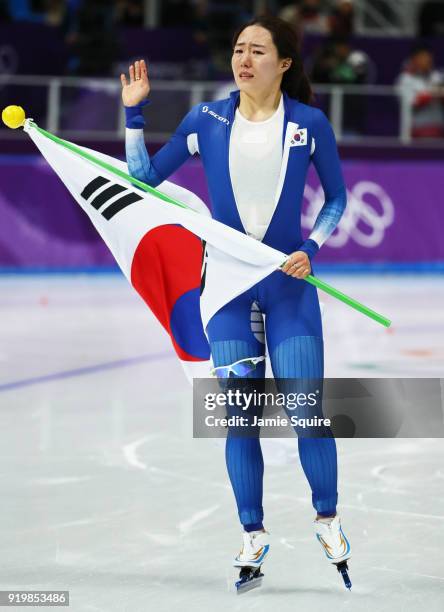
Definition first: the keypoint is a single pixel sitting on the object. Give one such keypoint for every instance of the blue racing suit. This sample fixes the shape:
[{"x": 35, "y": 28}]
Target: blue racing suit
[{"x": 293, "y": 327}]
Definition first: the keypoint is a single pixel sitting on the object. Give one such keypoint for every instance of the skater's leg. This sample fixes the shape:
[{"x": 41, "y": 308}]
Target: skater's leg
[
  {"x": 294, "y": 337},
  {"x": 302, "y": 357},
  {"x": 243, "y": 455}
]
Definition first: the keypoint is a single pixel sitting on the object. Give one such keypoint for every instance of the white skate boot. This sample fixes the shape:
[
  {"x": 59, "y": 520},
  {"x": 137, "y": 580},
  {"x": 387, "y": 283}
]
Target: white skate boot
[
  {"x": 335, "y": 544},
  {"x": 254, "y": 549}
]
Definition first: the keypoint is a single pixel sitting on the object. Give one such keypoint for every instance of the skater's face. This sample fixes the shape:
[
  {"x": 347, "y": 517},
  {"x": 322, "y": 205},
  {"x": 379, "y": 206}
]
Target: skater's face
[{"x": 256, "y": 66}]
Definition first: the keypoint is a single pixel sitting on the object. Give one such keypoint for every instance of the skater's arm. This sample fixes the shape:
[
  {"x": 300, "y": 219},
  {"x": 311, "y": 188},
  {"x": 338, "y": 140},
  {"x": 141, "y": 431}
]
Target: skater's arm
[
  {"x": 173, "y": 154},
  {"x": 328, "y": 167}
]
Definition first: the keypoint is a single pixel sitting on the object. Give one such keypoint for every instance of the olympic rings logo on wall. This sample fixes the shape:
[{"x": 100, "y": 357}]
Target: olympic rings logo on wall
[{"x": 369, "y": 212}]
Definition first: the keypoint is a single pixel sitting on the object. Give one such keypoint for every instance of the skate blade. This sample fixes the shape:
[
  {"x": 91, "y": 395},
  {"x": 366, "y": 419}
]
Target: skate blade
[
  {"x": 248, "y": 585},
  {"x": 343, "y": 570}
]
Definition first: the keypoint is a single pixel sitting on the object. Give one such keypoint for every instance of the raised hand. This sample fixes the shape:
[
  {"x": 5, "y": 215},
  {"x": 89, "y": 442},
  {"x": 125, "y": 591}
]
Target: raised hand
[{"x": 138, "y": 88}]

» What you are asked to do:
Please transcribe each entry exactly and exclude any image it contains.

» Solution to the exercise:
Definition first: the keypoint is a single pixel sitting on the object. Give one such keypoint for every instance of the blue racing suit. This sample fixes the shape:
[{"x": 35, "y": 28}]
Target: blue racing suit
[{"x": 293, "y": 327}]
Definition first: the keypoint is a single pixel sitting on the object. Give one such keypoint for every instance of the skater's leg. This sample fixes the shape:
[{"x": 41, "y": 308}]
Target: skater's leg
[
  {"x": 294, "y": 337},
  {"x": 302, "y": 357},
  {"x": 243, "y": 455}
]
Definition first: the keypoint is a single pixel sitting on the object. Give one such keypoint for every instance of the white skate boot. This sample fixes the shape:
[
  {"x": 59, "y": 520},
  {"x": 137, "y": 580},
  {"x": 387, "y": 283}
]
Target: white skate boot
[
  {"x": 335, "y": 544},
  {"x": 254, "y": 549}
]
Definition first: the keypoint is a single pixel sitting on the object. Give one such keypoint for every instance of the skater's face. This sample fixes the shape:
[
  {"x": 347, "y": 517},
  {"x": 322, "y": 205},
  {"x": 379, "y": 206}
]
Target: skater's face
[{"x": 256, "y": 66}]
Definition first: the keypoint is a single pixel sitting on the object. Give one such keypoint for every instance of the skater's arm. This sample fixes the shape:
[
  {"x": 300, "y": 219},
  {"x": 311, "y": 188},
  {"x": 338, "y": 140},
  {"x": 141, "y": 431}
]
Target: skater's arm
[
  {"x": 173, "y": 154},
  {"x": 328, "y": 167}
]
Definition first: the keypoint is a single pixel sitting on the object. Give one such keypoint for every instance of the olympic rings logo on wall. This sample fixes the shape:
[{"x": 100, "y": 357}]
Target: olympic rings logo on wall
[{"x": 369, "y": 212}]
Definition first: the keypoint is a single pixel sitting on the object. Give one such keypoint for every instance of the skate blade. This sample fixes the shape:
[
  {"x": 91, "y": 395},
  {"x": 366, "y": 419}
]
Target: skate blade
[
  {"x": 248, "y": 585},
  {"x": 343, "y": 570}
]
Definition first: the keypoint is a single pixel sitting on the object. Give one such keypoint for every instance of the raised hand. This sample fixes the shape:
[
  {"x": 5, "y": 215},
  {"x": 89, "y": 442},
  {"x": 125, "y": 591}
]
Target: raised hand
[{"x": 138, "y": 88}]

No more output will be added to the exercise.